▶ _ЗАДАНИЕ И ТРЕБОВАНИЯ_
Верните дословно отрывок из текста об Октябре 1917 года: начните с места, где стоят слова «Оппонентами Ленина в», и остановитесь после слов «7–8 членов ЦК.».

▶ _ТЕКСТ_
::::::::::
Алексей Сахнин - Опыт Октября 1917 года. Как делают революцию
Зато в ЦК силы сторон были практически равны. Ленин даже вынужден был отправить записку: «В ПК. Очень прошу ПК тотчас вынести решение против соглашательства и принести в ЦК». После непродолжительной дискуссии соответствующая резолюция была принята. «Никакое соглашение, – гласила она – постольку, поскольку оно хоть на йоту ведет к уступкам в области рабочего контроля над производством и введения всеобщей трудовой повинности, – абсолютно недопустимо» – петроградские большевики по своему понимали политические приоритеты момента, но оговаривали и свою позицию в главном для Ленина и большевистских партнеров по переговорам вопросе о власти – «Соглашение возможно лишь с теми социалистическими элементами, которые принимают программу политических и экономических реформ, выдвинутых съездом Советов».
Оппонентами Ленина в ЦК на этот раз выступили «москвичи», т. е., о всей видимости, Ногин и Рыков. Но они получили поддержку со стороны целого ряда других членов ЦК. Из 15 присутствовавших пятеро последовательно голосовали против большинства пунктов предложенной Лениным резолюции, а также против нее в целом. Еще один – два из числа членов ЦК в большинстве случаев воздерживались. Ядро сторонников ленинской тактики состояло из 7–8 членов ЦК.
::::::::::
▶ _ФРАГМЕНТЫ ДАННЫХ_
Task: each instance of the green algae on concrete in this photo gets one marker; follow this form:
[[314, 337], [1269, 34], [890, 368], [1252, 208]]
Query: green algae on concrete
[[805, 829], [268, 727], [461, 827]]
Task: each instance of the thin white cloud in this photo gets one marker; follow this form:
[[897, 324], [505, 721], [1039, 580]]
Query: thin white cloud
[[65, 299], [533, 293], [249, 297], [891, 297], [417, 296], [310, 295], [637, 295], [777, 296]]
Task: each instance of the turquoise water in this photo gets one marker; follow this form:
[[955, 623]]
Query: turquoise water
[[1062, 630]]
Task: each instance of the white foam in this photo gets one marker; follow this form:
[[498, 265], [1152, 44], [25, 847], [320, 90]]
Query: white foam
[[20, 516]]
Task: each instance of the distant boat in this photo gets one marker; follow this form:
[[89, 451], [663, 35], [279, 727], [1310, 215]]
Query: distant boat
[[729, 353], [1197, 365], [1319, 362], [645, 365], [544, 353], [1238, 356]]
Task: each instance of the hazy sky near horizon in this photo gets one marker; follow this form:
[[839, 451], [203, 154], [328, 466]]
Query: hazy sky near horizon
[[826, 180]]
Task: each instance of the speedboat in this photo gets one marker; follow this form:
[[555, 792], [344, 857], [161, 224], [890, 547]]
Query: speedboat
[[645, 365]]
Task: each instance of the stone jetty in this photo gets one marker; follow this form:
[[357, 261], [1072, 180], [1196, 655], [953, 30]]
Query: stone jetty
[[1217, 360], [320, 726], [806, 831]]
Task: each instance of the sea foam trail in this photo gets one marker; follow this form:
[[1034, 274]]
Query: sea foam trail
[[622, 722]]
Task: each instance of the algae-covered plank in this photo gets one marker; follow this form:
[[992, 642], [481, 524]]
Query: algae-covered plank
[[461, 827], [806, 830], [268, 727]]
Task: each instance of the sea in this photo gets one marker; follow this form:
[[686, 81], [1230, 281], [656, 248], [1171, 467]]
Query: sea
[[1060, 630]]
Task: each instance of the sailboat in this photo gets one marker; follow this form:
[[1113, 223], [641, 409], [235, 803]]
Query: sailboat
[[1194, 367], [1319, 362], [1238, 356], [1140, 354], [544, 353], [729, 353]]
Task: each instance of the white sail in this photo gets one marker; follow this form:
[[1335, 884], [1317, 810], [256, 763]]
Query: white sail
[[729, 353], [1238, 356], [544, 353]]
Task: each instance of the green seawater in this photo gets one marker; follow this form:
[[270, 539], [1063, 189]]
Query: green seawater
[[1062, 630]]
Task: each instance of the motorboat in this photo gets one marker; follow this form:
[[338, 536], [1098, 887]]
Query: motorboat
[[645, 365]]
::::::::::
▶ _РЕШЕНИЕ_
Оппонентами Ленина в ЦК на этот раз выступили «москвичи», т. е., о всей видимости, Ногин и Рыков. Но они получили поддержку со стороны целого ряда других членов ЦК. Из 15 присутствовавших пятеро последовательно голосовали против большинства пунктов предложенной Лениным резолюции, а также против нее в целом. Еще один – два из числа членов ЦК в большинстве случаев воздерживались. Ядро сторонников ленинской тактики состояло из 7–8 членов ЦК.